**Your instructions**
Please work out how many lines in the entries below include the string "woman", and reply with the number alone.

**Input data**
BEGIN

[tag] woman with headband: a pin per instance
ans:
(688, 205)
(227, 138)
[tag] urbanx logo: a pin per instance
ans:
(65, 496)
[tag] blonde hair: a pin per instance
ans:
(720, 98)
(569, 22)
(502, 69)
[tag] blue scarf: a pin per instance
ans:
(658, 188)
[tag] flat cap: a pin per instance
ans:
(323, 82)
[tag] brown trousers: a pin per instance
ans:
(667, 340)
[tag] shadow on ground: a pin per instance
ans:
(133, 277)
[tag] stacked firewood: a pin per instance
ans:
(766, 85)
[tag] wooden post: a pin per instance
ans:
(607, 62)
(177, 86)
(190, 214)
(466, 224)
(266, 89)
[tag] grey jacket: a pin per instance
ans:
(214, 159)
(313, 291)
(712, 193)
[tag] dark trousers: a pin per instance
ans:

END
BEGIN

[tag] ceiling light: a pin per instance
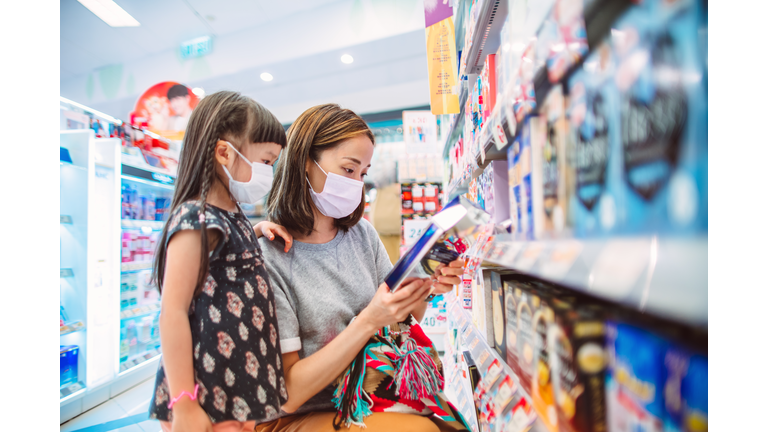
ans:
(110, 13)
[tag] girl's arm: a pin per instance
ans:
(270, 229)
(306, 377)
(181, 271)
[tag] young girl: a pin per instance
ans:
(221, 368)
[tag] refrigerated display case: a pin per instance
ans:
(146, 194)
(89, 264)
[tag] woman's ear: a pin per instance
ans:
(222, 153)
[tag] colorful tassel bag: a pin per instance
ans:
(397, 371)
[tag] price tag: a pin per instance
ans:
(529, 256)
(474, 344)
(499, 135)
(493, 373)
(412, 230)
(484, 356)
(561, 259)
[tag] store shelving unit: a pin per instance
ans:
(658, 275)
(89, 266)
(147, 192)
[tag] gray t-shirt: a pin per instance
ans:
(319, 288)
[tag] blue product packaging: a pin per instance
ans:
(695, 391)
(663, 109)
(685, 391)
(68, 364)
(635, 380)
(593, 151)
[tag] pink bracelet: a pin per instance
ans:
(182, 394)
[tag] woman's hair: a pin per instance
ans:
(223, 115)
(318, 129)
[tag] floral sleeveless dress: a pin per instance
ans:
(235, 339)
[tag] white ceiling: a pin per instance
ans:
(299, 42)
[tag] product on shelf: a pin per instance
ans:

END
BEGIN

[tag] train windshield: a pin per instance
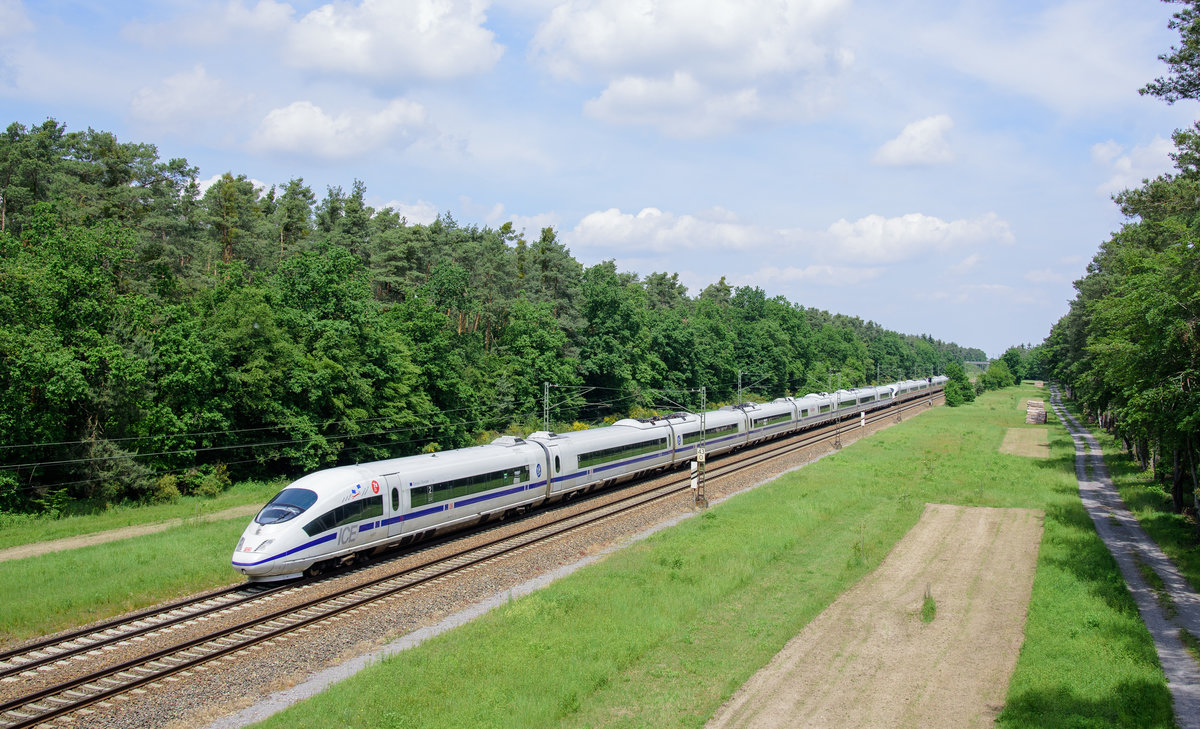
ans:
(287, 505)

END

**Your solution**
3